=== Text segment ===
◆ ◆ ◆
Manchester Action on Street Health
- Abbreviation: MASH
- Established: 1991 (35 years ago)
- Types: charitable organization
- Legal status: company limited by guarantee
- Headquarters: Manchester
- Revenue: 1,509,268 pound sterling (2025)
- Employees: 30 (2025)
- Volunteers: 60 (2025)
- Website: mash.org.uk

= Manchester Action on Street Health =

UK organisation providing support to female sex workers

Manchester Action on Street Health (MASH) is a charity that provides support to female sex workers, offering a range of confidential and non-judgmental services to help keep them safe and healthy.

==History==
MASH was founded in Manchester in 1991. Initially the service provided condoms and clean injecting equipment to the workers, along with advice, information and referrals towards other services. In 2010 the charity moved into the MASH Centre on Fairfield Street in Manchester city centre.
◆ ◆ ◆
=== Recorded data ===
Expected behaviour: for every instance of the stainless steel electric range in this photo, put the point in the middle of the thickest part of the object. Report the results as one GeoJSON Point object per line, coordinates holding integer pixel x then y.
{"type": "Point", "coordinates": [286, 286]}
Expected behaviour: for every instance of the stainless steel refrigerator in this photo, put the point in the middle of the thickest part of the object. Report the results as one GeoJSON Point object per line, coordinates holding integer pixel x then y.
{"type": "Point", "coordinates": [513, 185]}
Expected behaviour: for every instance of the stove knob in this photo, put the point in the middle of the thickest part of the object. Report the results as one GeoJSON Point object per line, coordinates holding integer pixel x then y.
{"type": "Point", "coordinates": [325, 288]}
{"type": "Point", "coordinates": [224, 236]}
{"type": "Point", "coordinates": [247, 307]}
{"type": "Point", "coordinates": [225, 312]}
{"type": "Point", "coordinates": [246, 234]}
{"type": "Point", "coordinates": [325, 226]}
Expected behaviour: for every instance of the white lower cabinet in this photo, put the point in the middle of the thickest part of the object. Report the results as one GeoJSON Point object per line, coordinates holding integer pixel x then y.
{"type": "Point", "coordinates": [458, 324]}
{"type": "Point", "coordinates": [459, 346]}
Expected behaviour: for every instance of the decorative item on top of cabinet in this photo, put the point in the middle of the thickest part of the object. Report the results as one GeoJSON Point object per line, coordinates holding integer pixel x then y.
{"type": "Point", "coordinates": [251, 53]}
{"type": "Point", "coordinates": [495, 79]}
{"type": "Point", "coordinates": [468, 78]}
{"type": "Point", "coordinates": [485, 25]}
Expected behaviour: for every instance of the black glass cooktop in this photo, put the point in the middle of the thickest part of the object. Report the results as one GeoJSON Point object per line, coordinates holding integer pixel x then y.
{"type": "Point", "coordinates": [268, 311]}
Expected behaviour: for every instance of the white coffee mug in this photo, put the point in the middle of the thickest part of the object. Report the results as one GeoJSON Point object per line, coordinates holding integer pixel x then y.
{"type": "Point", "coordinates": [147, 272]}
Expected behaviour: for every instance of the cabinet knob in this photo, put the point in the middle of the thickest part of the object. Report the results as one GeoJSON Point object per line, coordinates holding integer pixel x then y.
◆ ◆ ◆
=== Task description ===
Pick up the article on Manchester Action on Street Health after its last sentence and continue it.

=== Expected answer ===
==Mission==
MASH works closely with female sex workers to promote sexual health, wellbeing and personal safety, whilst offering choice, support and empowerment to encourage positive life changes.

==The MASH Centre==
The MASH Centre provides a range of services for sex workers, including a sexual health clinic, needle exchange, therapeutic services and life skills support. Any woman working in the sex industry can drop in to the centre to make use of these services. The MASH staff
work to build relationships with the women, from which they can offer long-term casework support and help address issues such as drug addiction, housing and money problems.

==Services==
MASH offers a wide range of services for female sex workers, including planned one-on-one support, counselling, drug and alcohol support and safety advice. These services are offered from the MASH Centre, allowing women to drop in at a time that suits them. An Outreach Team also takes the services onto the streets and into the saunas where women work.

==Corporate support==
MASH is supported by many organisations and businesses across and outside of Manchester. MASH and charity supporters Dial2Donate built up a rapport after a suggestion from the Manchester branch of the Women's Institute. Dial2Donate made a donation of £500 to MASH to help maintain their outreach vehicle.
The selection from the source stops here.